▸ **FRAGMENTO DE ORIGEN**
++++++++++
Hasta allí llega la participación del ciudadano, en elegir, y no siempre a los mejores, no siempre a los más virtuosos, no siempre a los más honestos; el pueblo no siempre acierta -o se equivoca, como se desliza-, pero no es por culpa propia, sino porque los elegidos son los que luego les fallan. Fallan porque sucumben a las mieles del poder, a las luces de las ciudades, a los privilegios y beneficios que obtienen. Prometen y no cumplen.

En suma, porque -siguiendo aquella expresión de Madison-, se descontrolan desde la conducción, abusan de las ventajas que obtienen, se enamoran del poder y, como consecuencia, osan enriquecerse a la sombra de las debilidades que descubren en el funcionamiento del Estado. Claro, las desviaciones de las conductas no se acotan en las culpas de la dirigencia política con responsabilidades públicas, sino también que alcanza a aquellos que obtienen beneficios sectoriales -corporativas, dirían algunos- manejando a políticos y, por qué no, a integrantes de la Justicia. Hacete amigo del juez.
++++++++++
▸ **DATOS PROPORCIONADOS**

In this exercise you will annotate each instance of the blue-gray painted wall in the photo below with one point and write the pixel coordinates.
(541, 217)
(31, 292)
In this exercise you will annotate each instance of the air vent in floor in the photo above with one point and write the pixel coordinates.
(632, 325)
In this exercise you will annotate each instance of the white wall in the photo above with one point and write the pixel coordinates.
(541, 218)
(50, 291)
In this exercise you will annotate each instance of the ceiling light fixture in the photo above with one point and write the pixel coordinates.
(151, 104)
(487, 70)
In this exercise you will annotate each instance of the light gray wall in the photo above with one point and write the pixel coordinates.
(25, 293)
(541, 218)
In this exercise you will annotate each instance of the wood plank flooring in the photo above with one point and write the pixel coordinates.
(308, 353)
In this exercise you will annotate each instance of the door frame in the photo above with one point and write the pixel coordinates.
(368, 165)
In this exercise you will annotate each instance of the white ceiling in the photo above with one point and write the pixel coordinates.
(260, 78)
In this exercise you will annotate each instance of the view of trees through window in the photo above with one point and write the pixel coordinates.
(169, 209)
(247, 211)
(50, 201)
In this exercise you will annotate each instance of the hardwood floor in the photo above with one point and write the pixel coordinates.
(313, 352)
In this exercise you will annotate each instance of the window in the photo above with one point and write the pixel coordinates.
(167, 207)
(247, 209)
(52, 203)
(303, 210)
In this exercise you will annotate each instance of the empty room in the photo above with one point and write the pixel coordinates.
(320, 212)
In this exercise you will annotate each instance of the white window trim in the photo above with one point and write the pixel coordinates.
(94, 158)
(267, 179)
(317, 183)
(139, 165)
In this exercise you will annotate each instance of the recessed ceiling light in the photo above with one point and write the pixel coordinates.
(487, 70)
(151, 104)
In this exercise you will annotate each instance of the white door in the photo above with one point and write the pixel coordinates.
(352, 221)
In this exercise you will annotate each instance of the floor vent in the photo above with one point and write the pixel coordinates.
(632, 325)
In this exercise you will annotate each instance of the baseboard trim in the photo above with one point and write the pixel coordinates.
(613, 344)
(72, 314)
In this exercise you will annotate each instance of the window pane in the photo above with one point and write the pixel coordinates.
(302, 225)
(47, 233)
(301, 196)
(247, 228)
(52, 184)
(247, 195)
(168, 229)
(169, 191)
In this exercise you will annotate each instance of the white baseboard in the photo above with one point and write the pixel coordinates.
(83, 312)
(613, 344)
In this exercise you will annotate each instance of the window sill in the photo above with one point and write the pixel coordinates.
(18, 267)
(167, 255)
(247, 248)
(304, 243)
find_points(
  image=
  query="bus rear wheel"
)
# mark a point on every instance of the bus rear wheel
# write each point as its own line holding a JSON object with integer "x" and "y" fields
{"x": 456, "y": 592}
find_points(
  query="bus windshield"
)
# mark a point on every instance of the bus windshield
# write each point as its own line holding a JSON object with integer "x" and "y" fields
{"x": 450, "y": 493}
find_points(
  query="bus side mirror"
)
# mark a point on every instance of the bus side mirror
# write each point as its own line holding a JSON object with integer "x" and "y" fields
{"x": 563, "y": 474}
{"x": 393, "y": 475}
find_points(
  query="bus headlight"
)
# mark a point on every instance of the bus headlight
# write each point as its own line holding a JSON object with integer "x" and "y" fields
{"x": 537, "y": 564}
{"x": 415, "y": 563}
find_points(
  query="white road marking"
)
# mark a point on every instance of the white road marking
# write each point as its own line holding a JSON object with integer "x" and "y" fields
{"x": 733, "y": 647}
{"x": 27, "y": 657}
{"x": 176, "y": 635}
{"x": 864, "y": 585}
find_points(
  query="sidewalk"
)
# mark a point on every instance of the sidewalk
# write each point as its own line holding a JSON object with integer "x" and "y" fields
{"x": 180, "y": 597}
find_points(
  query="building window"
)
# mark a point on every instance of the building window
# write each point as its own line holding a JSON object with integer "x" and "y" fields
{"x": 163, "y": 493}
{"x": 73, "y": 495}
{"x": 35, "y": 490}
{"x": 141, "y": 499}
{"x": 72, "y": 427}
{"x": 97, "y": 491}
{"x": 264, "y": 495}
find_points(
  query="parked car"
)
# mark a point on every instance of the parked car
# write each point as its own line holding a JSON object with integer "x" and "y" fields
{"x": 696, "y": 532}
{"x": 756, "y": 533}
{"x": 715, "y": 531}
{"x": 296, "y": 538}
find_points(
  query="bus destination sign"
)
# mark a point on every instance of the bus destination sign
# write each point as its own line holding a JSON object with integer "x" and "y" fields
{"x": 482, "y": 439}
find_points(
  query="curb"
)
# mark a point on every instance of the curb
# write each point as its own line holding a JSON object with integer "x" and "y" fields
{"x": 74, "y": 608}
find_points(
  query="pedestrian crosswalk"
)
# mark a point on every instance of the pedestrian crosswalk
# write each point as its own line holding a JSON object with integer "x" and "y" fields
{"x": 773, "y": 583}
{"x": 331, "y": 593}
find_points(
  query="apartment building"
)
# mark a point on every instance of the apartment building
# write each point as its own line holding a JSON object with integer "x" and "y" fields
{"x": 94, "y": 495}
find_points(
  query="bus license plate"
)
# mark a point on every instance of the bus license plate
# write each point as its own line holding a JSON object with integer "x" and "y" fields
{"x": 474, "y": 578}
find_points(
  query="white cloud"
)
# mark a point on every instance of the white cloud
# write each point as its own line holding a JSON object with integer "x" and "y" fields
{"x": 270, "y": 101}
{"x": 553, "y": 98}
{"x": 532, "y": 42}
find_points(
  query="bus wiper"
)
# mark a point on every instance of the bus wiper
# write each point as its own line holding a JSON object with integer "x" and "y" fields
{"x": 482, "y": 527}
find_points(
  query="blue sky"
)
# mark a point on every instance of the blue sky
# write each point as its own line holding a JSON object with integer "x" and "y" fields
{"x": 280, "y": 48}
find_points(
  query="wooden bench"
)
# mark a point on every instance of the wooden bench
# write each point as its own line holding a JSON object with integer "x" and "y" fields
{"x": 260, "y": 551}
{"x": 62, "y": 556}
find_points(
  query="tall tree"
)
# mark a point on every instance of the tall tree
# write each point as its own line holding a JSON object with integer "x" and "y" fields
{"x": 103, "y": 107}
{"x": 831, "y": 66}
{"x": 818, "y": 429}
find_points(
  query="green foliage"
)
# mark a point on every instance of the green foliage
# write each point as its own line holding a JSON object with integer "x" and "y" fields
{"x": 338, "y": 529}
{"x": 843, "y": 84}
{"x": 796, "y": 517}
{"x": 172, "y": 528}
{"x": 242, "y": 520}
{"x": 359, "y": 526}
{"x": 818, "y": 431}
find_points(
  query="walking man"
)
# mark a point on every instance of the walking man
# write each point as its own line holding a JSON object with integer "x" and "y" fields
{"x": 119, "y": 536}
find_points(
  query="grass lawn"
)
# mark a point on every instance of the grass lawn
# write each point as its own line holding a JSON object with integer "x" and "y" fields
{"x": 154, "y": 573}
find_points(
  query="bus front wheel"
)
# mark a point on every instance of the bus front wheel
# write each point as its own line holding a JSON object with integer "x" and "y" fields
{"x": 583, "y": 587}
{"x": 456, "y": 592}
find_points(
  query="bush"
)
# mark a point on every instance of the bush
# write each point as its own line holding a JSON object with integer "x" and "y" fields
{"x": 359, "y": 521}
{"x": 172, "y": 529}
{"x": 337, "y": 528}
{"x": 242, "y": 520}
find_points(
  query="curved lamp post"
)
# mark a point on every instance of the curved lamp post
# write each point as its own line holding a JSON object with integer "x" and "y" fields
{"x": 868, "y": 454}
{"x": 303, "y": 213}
++++++++++
▸ **LISTA DE TAREAS**
A – Responde estas preguntas según el fragmento de origen:
(i) ¿En qué consiste la participación del ciudadano?
(ii) ¿A qué sucumben los elegidos?
(iii) ¿De quién es la expresión que se sigue al hablar de que los elegidos se descontrolan desde la conducción?
B – Reproduce del fragmento de origen, sin ningún cambio, el pasaje comprendido entre "Hasta allí llega" y "y no cumplen.", ambos incluidos.

▸ **RESULTADOS**
A –
(i) En elegir.
(ii) A las mieles del poder, a las luces de las ciudades y a los privilegios y beneficios que obtienen.
(iii) De Madison.

B –
Hasta allí llega la participación del ciudadano, en elegir, y no siempre a los mejores, no siempre a los más virtuosos, no siempre a los más honestos; el pueblo no siempre acierta -o se equivoca, como se desliza-, pero no es por culpa propia, sino porque los elegidos son los que luego les fallan. Fallan porque sucumben a las mieles del poder, a las luces de las ciudades, a los privilegios y beneficios que obtienen. Prometen y no cumplen.